Output the records below as a two-column CSV with the columns "request" and "points," one row per request. Put each text and its answer in a single quoted field, with line breaks turned into spaces.

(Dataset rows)
----------------

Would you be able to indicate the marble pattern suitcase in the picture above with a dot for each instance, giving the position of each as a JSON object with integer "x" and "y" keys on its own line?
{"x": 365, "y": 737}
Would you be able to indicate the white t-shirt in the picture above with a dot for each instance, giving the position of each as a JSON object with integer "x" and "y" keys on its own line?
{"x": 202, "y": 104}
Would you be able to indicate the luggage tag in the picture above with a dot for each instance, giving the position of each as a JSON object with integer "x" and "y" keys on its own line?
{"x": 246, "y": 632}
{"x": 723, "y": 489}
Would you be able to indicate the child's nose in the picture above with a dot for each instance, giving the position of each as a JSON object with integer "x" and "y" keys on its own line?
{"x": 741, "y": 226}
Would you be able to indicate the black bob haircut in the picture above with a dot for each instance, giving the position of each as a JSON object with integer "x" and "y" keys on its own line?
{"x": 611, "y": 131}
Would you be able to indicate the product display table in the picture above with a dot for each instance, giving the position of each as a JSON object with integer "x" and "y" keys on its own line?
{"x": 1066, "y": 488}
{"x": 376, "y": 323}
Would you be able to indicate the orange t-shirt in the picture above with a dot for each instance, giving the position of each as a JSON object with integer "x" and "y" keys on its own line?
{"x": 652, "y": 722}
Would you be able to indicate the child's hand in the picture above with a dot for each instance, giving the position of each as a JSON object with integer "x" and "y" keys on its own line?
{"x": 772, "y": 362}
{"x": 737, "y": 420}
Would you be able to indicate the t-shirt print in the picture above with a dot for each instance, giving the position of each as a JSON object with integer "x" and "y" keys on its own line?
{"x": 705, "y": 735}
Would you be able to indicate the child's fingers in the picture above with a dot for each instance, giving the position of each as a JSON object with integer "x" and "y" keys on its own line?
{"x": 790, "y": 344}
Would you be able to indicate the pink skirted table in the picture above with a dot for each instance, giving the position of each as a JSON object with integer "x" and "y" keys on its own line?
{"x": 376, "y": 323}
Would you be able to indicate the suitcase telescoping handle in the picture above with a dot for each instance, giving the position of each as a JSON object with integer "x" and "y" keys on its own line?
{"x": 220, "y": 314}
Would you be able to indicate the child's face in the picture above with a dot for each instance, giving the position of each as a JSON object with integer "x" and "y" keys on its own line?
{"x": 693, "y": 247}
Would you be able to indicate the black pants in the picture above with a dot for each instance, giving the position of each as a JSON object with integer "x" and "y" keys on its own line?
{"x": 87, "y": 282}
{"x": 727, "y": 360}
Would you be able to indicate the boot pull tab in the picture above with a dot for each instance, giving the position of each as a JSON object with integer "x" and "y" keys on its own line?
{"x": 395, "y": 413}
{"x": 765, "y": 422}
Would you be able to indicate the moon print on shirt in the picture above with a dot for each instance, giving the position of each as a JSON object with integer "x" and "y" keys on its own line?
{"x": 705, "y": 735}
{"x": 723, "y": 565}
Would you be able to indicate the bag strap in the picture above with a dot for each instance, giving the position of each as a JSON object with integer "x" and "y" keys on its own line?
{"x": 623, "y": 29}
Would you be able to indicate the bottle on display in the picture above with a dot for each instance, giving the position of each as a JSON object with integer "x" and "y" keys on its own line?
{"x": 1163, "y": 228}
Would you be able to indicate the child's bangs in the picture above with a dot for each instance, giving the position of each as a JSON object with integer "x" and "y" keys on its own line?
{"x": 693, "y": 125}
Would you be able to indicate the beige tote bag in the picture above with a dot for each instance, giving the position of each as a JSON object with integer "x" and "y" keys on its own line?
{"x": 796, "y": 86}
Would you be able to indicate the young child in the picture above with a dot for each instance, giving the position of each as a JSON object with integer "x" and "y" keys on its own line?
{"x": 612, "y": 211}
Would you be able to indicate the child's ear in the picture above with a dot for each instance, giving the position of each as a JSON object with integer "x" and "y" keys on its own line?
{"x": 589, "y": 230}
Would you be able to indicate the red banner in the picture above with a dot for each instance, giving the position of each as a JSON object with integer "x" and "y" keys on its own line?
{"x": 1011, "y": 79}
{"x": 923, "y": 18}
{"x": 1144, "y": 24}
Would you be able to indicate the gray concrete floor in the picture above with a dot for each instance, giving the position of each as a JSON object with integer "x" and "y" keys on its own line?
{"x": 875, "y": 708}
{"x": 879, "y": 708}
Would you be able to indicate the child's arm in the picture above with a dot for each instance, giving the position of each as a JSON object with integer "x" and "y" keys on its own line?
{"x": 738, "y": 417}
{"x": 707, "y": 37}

----------------

Solution for this problem -
request,points
"Would you be able to indicate the marble pattern suitcase in the picture above with a dot for each instance, giving the position of each as a JSON object with integer ""x"" and ""y"" keys on its own line?","{""x"": 365, ""y"": 737}"
"Would you be able to indicate the white t-shirt in the picture above with a dot for each instance, giving the position of each as a JSON object with integer ""x"" and ""y"" keys on its own line?","{""x"": 202, ""y"": 104}"
"Would you be able to indicate the luggage tag in the picture above with a dot for each instance, giving the position of each as a JSON object with integer ""x"" and ""y"" keys on its own line?","{""x"": 246, ""y"": 632} {""x"": 723, ""y"": 489}"
"Would you be able to indicate the child's nose in the picture above with a dot for each instance, giving the position of each as a JSON object with integer ""x"" and ""y"" keys on its own line?","{""x"": 741, ""y"": 226}"
"Would you be able to indicate the black bob haircut in the picture above with a dot for each instance, giving the position of each as a JSON object with integer ""x"" and ""y"" keys on its own line?","{""x"": 611, ""y"": 131}"
"Would you be able to indicate the product display table in the picture above with a dot for each instance, giving the position of each as a JSON object with integer ""x"" and ""y"" keys on its own line?","{""x"": 1066, ""y"": 488} {""x"": 376, ""y"": 323}"
"Would you be able to indicate the orange t-shirt in the picture above with a dot for each instance, giving the position of each as a JSON object with integer ""x"" and ""y"" keys on its own line?","{""x"": 652, ""y"": 722}"
"Would you be able to indicate the child's hand in the picture above with a dot for each instance, giving the position of each as a JSON object with integer ""x"" and ""y"" keys on its own line?","{""x"": 772, ""y"": 362} {""x"": 737, ""y"": 420}"
"Would you be able to indicate the t-shirt print in the picture above with a dot for each instance, giving the position of each as a JSON object with integer ""x"" and ""y"" keys on its own line?","{""x"": 705, ""y"": 735}"
"Would you be able to indicate the child's fingers in the picture above with a dot for each instance, giving the position of each as a JSON object with integer ""x"" and ""y"" keys on its own line?","{""x"": 790, ""y"": 344}"
"Would you be able to indicate the pink skirted table in the picture above with a dot for each instance, giving the position of each as a JSON object with integer ""x"" and ""y"" keys on its own line?","{""x"": 376, ""y"": 323}"
"Would you be able to indicate the suitcase telescoping handle in the picture above with a dot for each instance, giving the position of each as a JSON object with integer ""x"" and ""y"" keys on its own line?","{""x"": 220, ""y"": 314}"
"Would you be able to indicate the child's face in the picture above with a dot for each instance, giving the position of each as a JSON object with integer ""x"" and ""y"" keys on its own line?","{""x"": 693, ""y"": 247}"
"Would you be able to indicate the black pants in the picture above with a dot for each instance, giving the position of each as a JSON object with integer ""x"" and ""y"" keys on its own line?","{""x"": 87, ""y"": 282} {""x"": 727, ""y"": 360}"
"Would you be able to indicate the boot pull tab in the picture above with a dot for each instance, giving the position of each as a JSON object with integer ""x"" and ""y"" keys on its own line?","{""x"": 395, ""y"": 413} {""x"": 765, ""y"": 422}"
"Would you be able to indicate the moon print on shirt in the picture above with a dot for each instance, giving the position of each as a JSON object with integer ""x"" and ""y"" keys on its own line?","{""x"": 705, ""y"": 735} {""x"": 723, ""y"": 565}"
"Would you be able to indicate the bag strap in the picture above with a dot for each instance, giving the position of each as a JSON object with integer ""x"" and ""y"" keys on its own line?","{""x"": 623, ""y"": 29}"
"Would you be able to indicate the bottle on display in the picture above with a dot for each instance, giving the position of each as a JSON object with integer ""x"" and ""y"" keys on its own line?","{""x"": 1163, ""y"": 228}"
"Would you be able to indicate the child's bangs in the picture above with a dot for each instance, giving the position of each as a JSON object with integer ""x"" and ""y"" keys on its own line?","{""x"": 693, ""y"": 125}"
"Would you be able to indicate the beige tote bag in the picture above with a dot for each instance, giving the position of each as a JSON object with integer ""x"" and ""y"" keys on its own line?","{""x"": 796, ""y"": 86}"
"Would you be able to indicate the young child in the picture above with a dot for each instance, giving the position of each as a JSON object with integer ""x"" and ""y"" keys on its own line?","{""x"": 612, ""y"": 211}"
"Would you be able to indicate the child's ear in the picture above with a dot for each instance, giving the position of each as a JSON object with integer ""x"" and ""y"" keys on its own line?","{""x"": 589, ""y"": 230}"
"Would you be able to indicate the red banner in the picture above with a dot for each instance, giving the position of each as a JSON object with integer ""x"" and ""y"" keys on its own line?","{""x"": 1011, ""y"": 79} {""x"": 923, ""y"": 18} {""x"": 1144, ""y"": 24}"
"Would you be able to indicate the gray concrete floor in the picture above with a dot for each instance, giving the position of each as a JSON object with integer ""x"" and ""y"" keys on its own line?","{""x"": 875, ""y"": 708} {""x"": 879, ""y"": 708}"
"Would you be able to indicate the child's arm in the picture above with a dot for each instance, giving the position of each as a JSON object with integer ""x"" and ""y"" keys on its own line?","{""x"": 738, ""y"": 417} {""x"": 707, ""y"": 37}"